● 課題概要
脂質異常症についての抜粋によると、低HDLコレステロール血症と診断される基準は何ですか。

● 抜粋
▬▬▬▬▬▬

脂質異常症
脂質異常症はこんな病気
脂質異常症とは、コレステロールや中性脂肪の脂質代謝に異常が起きている状態のことです。
具体的には、以下の基準に合致する場合、異常と診断されます。
- 高LDLコレステロール血症 :LDLコレステロールが140mg/dL以上
- 低HDLコレステロール血症 :HDLコレステロールが40mg/dL未満
- 高トリグリセライド血症 :トリグリセライドが150mg/dL以上(空腹時採血)or 175mg/dL以上(随時採血)
引用:厚生労働省e-ヘルスネット「脂質異常症の診断基準」
コレステロールには、LDLコレステロールとHDLコレステロールの2種類があります。
LDLコレステロール(悪玉コレステロール)の役割は、肝臓で作られたコレステロールを全身に送り出すことです。
一方で過剰に機能した場合、脳梗塞や心筋梗塞の原因になります。
HDLコレステロール(善玉コレステロール)の役割は、コレステロール値を正常に保つことです。
上記2つのコレステロールは、どちらか一方が少なすぎたり多すぎたりしてはいけません。
両方がバランス良く共存することで脂質代謝が正常に保たれ、健康的な生活が遅れるのです。
脂質異常症は自覚症状がほとんどないため、放置される可能性のある病気です。
放置すると、以下の病気のリスクが高まります。
動脈硬化
血圧が高い状態が続くことで動脈が硬くなり、分厚くなる病気。
また血管の内径が細くなることで血流が悪化。
結果、全身に十分な栄養や酸素が行き渡らなくなり、さまざまな病気を誘発する可能性が高まる。
脳卒中
脳梗塞(脳の血管が詰まる)や脳出血(脳の血管から出血する)などが併発する。

▬▬▬▬▬▬

(データセットの項目)
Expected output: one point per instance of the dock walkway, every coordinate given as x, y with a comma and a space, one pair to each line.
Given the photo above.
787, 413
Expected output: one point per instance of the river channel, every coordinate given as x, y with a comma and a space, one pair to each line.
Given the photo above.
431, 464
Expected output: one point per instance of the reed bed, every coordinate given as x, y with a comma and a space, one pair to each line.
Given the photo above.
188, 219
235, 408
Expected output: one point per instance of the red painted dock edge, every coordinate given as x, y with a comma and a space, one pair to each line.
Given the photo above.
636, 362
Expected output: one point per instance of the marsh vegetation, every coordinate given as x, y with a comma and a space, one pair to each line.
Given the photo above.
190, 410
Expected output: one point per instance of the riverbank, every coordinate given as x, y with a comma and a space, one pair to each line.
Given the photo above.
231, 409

▬▬▬▬▬▬

● 課題の解答
HDLコレステロールが40mg/dL未満であることです。